Inclusion as Belonging - for all

I thought I had a good handle on Inclusive Education - how wrong could I have been?!

Norman Kunc is a formidable personality who negotiated his own way into mainstream education at the age of the 13 having been educationally segregated from birth due to cerebral palsy.

My colleagues will focus on other aspects of his presentation but I thought I ‘d concentrate on how inclusive education relates to school culture for all.

Norman’s main premise is that the debate is not around the principle of inclusion - it’s about where that “line of inclusion” is - “we can take this child but we can’t take that child.” 

“But if there is a line you’d expect it to be the same everywhere” the reality is that this line varies hugely from school to school. 

 So Norman posed the $64,000 question

“Why do schools vary so much in the way in which they deal with variation?”

For Norman Kunc the answer is simple - Inclusion is about school culture “a school has to commit to all of it’s kids”

He wasn’t talking here about “benevolence” or “social kindness” but about a proactive commitment to promote a sense of belonging - for all children. Some schools have ot some don’t.

_STORED ROWS_.
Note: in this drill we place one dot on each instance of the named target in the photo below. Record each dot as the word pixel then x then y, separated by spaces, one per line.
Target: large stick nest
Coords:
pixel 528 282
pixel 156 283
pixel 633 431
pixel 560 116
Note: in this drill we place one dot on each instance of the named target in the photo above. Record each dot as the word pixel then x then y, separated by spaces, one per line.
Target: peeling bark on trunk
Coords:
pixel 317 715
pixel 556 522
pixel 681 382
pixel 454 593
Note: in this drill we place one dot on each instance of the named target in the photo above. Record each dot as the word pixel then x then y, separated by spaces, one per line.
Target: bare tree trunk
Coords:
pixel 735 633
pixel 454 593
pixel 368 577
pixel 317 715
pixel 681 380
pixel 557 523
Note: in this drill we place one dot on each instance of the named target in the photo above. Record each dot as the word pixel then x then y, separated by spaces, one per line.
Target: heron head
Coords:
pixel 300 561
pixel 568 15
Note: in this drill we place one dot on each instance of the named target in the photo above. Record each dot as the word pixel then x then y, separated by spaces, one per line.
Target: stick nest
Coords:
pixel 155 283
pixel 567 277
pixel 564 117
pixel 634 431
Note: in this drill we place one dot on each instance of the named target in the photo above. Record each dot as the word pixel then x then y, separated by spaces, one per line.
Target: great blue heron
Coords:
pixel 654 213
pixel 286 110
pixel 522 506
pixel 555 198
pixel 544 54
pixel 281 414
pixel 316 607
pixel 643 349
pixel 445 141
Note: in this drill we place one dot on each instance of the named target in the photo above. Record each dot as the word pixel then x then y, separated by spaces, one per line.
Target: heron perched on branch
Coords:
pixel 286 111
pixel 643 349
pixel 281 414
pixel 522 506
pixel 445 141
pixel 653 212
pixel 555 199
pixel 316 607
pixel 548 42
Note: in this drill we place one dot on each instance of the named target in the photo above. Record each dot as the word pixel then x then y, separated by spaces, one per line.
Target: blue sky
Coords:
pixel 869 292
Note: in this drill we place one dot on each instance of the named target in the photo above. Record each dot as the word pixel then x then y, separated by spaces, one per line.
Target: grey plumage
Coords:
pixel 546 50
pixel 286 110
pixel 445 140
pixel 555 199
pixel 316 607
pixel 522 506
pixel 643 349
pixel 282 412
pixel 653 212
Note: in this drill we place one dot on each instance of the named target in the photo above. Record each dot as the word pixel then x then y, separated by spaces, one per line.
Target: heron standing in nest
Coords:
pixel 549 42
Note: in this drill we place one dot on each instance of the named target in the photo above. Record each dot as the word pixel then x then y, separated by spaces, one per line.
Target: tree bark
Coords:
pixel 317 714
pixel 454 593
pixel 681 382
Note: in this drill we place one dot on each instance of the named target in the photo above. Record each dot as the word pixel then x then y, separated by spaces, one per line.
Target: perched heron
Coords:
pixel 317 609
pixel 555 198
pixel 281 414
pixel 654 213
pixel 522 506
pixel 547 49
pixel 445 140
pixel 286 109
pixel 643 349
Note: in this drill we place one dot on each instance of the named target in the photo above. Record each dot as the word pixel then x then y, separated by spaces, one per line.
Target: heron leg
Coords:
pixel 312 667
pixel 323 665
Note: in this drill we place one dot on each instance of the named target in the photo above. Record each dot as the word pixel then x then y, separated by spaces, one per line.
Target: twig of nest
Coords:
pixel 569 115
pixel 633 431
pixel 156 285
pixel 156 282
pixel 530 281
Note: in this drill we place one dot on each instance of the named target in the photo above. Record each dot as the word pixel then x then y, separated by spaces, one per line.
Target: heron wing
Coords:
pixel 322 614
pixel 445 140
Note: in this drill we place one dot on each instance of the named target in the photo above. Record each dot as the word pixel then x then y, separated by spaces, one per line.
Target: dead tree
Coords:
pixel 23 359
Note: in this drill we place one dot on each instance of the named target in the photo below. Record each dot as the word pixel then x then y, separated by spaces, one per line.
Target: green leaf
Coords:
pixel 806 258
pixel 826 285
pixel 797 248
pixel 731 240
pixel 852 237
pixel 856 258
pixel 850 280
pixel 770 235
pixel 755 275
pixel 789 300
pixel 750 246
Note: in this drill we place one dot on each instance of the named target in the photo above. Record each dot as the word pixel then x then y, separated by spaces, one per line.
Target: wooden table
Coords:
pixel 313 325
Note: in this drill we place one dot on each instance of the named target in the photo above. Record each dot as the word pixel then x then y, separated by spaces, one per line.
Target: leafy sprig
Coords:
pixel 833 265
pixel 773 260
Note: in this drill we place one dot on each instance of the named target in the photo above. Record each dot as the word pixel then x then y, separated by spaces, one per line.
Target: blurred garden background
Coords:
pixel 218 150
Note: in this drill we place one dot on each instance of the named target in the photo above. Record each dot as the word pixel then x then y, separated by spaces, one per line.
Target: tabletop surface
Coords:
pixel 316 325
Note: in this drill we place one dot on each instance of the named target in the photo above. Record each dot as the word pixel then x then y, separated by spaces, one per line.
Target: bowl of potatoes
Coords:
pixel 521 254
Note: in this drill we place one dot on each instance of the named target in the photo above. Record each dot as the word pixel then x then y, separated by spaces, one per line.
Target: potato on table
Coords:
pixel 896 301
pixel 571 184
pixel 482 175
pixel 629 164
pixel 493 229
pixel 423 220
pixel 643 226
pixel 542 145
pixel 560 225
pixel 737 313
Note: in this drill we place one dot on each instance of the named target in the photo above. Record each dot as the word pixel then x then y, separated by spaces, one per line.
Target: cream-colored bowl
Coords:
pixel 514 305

_WHAT THIS EXERCISE ASKS_.
1. In the post about inclusion as belonging, what does Norman Kunc say inclusion is about?
2. Write the next part of the post about inclusion as belonging, picking up after its last sentence.

_ANSWERS TO THE TASKS_.
1. School culture.

2.
He used Maslow’s hierarchy to explore the relationship between self esteem  and belonging  i.e. we can only experience self esteem if we belong. Yet Norman Kunc would argue that our society reverses this by valuing self esteem - which relates to mastery and in turn such things as attainment - above belonging.  The extent to which we therefore feel a sense of belonging is therefore conditional upon how well we display mastery over the things which society values - his paper sets out more clearly

I was really taken by Norman’s assertion that we often replace belonging with allegiance - which is usually held together by focussing upon a common enemy - all to often leaders at all levels create a common enemy to build allegance but not belonging “it’s us against them” - whoever “they” might be.

So how do you go about build  a sense of belonging in your school? - for Norman Kunc you do it by asking yourself two questions:

Where does belonging get eroded in my school? and

What can I do about it?

For me it keeps coming back to unconditional positive regard - for every member of our school communities - so easy to say so difficult to achieve.

Last point - but as a consequence of this presentation I feel I need to come off the fence about one thing which I believe destroys a sense of belonging in many schools - and that’s setting or ability grouping - which we do to promote (without any evidence) academic attainment - i.e. valuing mastery over belonging.

Comments (2) to “Inclusion as Belonging - for all”

  1. I’ve never seen this underlying psychology discussed before. Norman’s paper enables us to start to understand inclusion, rather than just know about it.

    Perhaps his paper challenges our existing national guidance? A quick check shows that the idea of earning the right to belong permeates, for example, the first paper you come to on the “About Inclusive Education” section of the LTS site, Focusing on inclusion: A Paper for Professional Reflection.

    All children and young people, whatever their current abilities and attainments, need challenges in intellectual development and their social life too (with good support to meet them). Real self-esteem and sense of belonging to the community come from overcoming challenges, learning and achieving, growing as a person in collaboration with others, pupils, teachers and other adults.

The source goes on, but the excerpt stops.